When should I prefer the Markov simulation over a historical bootstrap?

When the tape is short (under 60 months) relative to the strategy lifecycle, or regime-fragility is plausible. For long-tape (>240 months) well-understood strategies, prefer bootstrap.

Does the engine support a block-bootstrap option?

Not directly. For bootstrap analysis run a standard block-bootstrap externally and compare the two outputs side-by-side.

Why does the Markov assume i.i.d. draws when real returns are autocorrelated?

Because the closed-form skew-t moment-match is tractable. Adding autocorrelation requires a regime-switching ARMA — the natural next step for a more conservative forecast.

What about Vine copulas or other dependency models?

Vine copulas capture asymmetric dependencies for multi-asset drawdown. The single-asset Markov engine here does not need them because the dependency structure is intra-asset.

How does this connect to my actual kill-switch design?

Compute p95 recovery from the engine; sweep across drawdown thresholds. If p95 at your chosen threshold exceeds operator patience, pick a tighter threshold or accept a shorter patience constant.

Drawdown Markov vs Historical Bootstrap: Tape-Length Decision

A Markov recovery model can warn you about drawdowns your historical tape never sampled, which is the whole reason to run it alongside a bootstrap. On a mid-Sharpe strategy (monthly Sharpe 0.5, skew −0.3, excess kurt 2.5, 20% drawdown threshold) over 4,000 simulated paths × 60 months, seed 42, the Drawdown Recovery Markov returns median recovery 11 months, p25 = 8, p75 = 16, and p95 = 28 months. pctRecoveredIn12Mo = 57.75%, pctNeverRecovered = 0.125%. The same statistics computed from a historical bootstrap on a real 60-month tape would be bounded by the tape's worst observed recovery; Markov can extrapolate beyond it. Which is more trustworthy depends on tape length, regime stability, and whether the tape has already sampled the strategy's bad regime.

TL;DR

Two approaches to drawdown-distribution estimation, two failure modes:

Approach	What it does	Strength	Failure mode
Markov simulation	Moment-match a skew-t to (Sharpe, skew, kurt), simulate 4000 paths	Extrapolates beyond the tape's worst sequence	Assumes return distribution is stationary; misses regime changes
Historical bootstrap	Resample blocks from the empirical tape	Faithful to observed dependencies	Bounded by the tape's worst sequence; can't sample what hasn't happened

For tapes under 60 months the Markov simulation dominates; for tapes over 240 months the historical bootstrap dominates; in between the choice depends on whether the tape captures the strategy's bad regime.

The Markov engine's output, decomposed

The canonical input (monthly Sharpe 0.5, skew −0.3, excess kurt 2.5, threshold 20%) produces:

Median recovery 11 months. Half of paths recover within 11 months of hitting the 20% drawdown threshold.

**Material provided:**
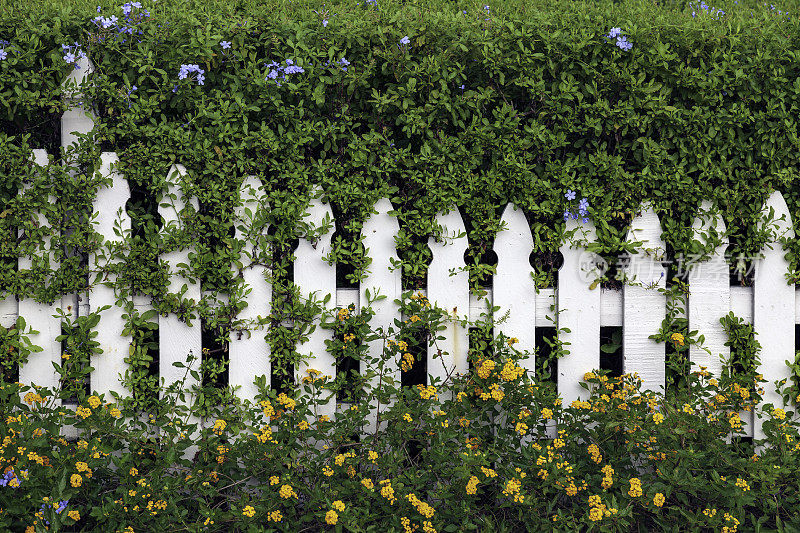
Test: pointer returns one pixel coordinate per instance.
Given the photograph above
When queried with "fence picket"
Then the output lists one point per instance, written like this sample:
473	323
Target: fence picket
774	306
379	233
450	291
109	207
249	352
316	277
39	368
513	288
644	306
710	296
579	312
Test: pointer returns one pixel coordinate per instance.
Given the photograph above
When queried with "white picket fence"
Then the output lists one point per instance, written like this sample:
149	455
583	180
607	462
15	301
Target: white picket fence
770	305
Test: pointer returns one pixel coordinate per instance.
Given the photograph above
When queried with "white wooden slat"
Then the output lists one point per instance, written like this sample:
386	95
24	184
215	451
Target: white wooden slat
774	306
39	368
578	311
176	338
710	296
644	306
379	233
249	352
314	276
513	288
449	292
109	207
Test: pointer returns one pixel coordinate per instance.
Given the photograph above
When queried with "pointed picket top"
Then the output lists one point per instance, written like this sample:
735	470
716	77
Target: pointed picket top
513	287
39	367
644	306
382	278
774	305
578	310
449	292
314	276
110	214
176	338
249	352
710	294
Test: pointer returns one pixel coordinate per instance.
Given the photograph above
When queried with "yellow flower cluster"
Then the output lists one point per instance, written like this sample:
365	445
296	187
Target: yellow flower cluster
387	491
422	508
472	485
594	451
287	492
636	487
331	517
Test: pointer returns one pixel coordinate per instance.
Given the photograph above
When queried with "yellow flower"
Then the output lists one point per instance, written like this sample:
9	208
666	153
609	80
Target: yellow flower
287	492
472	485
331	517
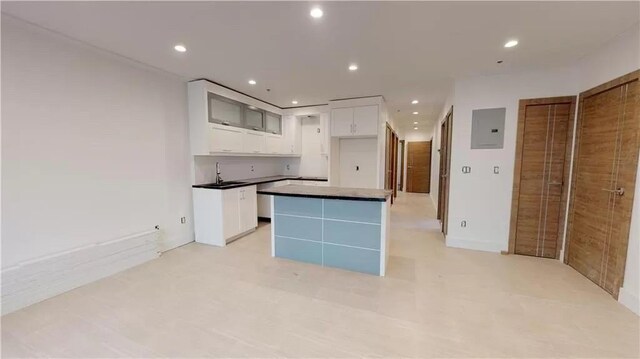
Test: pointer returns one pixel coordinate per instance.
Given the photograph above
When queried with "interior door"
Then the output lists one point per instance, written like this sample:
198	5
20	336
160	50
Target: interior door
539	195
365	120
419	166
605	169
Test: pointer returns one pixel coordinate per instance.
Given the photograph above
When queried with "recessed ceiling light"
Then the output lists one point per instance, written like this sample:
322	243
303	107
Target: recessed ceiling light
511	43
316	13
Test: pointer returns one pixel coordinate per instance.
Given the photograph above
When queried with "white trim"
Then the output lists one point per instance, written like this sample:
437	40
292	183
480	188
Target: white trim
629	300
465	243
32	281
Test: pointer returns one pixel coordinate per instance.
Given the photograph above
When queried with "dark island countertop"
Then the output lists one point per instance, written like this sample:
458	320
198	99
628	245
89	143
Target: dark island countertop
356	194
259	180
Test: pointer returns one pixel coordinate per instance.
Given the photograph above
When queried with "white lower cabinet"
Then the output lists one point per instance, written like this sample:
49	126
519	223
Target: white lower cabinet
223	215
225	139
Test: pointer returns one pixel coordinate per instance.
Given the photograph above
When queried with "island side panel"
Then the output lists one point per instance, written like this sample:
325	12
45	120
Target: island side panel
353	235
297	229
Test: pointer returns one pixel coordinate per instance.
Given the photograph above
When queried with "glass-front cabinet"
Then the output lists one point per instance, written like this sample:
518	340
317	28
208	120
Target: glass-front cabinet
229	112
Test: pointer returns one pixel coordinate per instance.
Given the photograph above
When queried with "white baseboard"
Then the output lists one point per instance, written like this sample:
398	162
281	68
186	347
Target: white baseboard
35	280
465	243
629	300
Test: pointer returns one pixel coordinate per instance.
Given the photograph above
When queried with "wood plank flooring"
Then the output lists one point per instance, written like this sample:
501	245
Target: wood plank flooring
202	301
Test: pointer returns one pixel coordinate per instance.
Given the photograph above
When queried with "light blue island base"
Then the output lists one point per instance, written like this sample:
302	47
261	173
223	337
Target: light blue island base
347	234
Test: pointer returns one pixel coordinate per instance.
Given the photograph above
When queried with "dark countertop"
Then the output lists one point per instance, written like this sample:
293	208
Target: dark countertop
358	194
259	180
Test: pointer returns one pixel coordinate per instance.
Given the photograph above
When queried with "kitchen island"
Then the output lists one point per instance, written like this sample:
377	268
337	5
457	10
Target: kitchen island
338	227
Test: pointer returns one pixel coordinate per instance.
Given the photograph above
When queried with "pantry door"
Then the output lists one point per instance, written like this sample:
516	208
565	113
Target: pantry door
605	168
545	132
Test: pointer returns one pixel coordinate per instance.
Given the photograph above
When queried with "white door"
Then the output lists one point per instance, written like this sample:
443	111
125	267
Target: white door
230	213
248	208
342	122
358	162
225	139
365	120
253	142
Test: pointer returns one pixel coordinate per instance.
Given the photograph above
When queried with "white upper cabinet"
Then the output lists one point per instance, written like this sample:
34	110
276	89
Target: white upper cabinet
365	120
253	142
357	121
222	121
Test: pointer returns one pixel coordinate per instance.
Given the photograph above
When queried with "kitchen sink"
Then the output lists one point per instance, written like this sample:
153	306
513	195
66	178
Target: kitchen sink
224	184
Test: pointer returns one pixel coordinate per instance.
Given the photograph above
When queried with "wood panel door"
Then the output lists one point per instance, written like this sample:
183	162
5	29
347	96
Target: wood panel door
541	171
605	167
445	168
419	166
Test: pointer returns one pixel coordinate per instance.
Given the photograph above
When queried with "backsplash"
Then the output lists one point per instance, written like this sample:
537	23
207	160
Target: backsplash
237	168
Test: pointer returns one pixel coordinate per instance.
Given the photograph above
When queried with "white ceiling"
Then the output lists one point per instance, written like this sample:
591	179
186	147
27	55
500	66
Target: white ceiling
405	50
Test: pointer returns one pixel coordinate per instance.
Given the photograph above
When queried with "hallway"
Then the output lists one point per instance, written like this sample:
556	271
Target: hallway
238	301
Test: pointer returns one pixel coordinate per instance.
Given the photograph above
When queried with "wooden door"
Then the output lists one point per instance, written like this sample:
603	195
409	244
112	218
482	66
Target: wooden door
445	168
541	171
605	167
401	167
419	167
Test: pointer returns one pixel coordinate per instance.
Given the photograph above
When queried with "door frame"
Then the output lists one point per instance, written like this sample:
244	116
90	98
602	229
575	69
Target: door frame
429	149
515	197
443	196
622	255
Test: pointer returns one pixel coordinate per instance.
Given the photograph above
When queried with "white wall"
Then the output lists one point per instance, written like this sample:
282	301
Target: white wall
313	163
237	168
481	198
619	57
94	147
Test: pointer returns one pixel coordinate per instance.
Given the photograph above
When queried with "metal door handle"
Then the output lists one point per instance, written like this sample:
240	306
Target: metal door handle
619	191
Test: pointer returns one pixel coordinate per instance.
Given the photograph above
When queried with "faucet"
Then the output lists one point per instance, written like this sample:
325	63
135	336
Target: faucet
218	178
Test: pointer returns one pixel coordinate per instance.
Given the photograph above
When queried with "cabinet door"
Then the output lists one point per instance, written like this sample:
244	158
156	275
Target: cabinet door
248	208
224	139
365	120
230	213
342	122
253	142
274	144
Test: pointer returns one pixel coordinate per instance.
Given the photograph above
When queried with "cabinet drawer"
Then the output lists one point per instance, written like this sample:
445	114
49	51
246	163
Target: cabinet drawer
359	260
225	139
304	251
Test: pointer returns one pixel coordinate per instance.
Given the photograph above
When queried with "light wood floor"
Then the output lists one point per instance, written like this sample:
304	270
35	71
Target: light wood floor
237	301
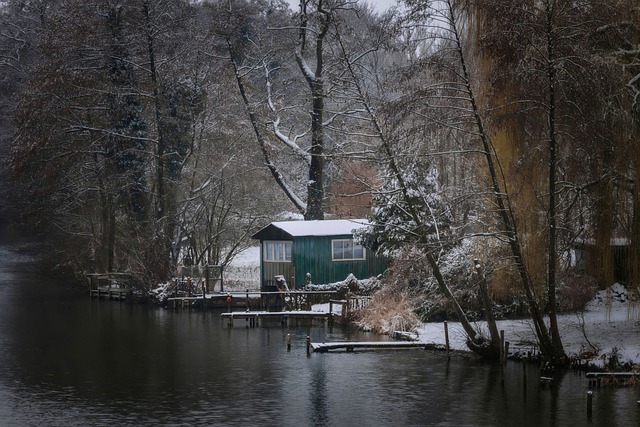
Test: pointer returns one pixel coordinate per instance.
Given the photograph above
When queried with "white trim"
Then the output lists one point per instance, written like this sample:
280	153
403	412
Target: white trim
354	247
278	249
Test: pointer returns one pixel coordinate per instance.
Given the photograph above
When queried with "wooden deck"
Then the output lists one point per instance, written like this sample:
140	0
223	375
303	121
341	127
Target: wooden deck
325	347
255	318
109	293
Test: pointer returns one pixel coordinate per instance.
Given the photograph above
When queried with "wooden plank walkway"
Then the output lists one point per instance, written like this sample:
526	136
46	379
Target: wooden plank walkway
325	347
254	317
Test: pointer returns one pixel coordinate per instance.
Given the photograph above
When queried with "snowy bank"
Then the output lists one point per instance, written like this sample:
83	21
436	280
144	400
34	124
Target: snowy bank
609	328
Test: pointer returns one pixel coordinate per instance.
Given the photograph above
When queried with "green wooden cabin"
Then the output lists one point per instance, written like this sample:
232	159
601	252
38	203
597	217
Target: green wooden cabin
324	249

**Problem 1:** Set down the drawdown-recovery text verbatim from "When should I" to "a block-bootstrap option?".
**Problem 2:** Report each line of the records that contains the word "blue", copying every such line in full.
The records have nothing to do with the drawdown-recovery text.

**Task solution 1:**
When should I prefer the Markov simulation over a historical bootstrap?

When the tape is short (under 60 months) relative to the strategy lifecycle, or regime-fragility is plausible. For long-tape (>240 months) well-understood strategies, prefer bootstrap.

Does the engine support a block-bootstrap option?

**Task solution 2:**
When queried with "light blue island base"
Target: light blue island base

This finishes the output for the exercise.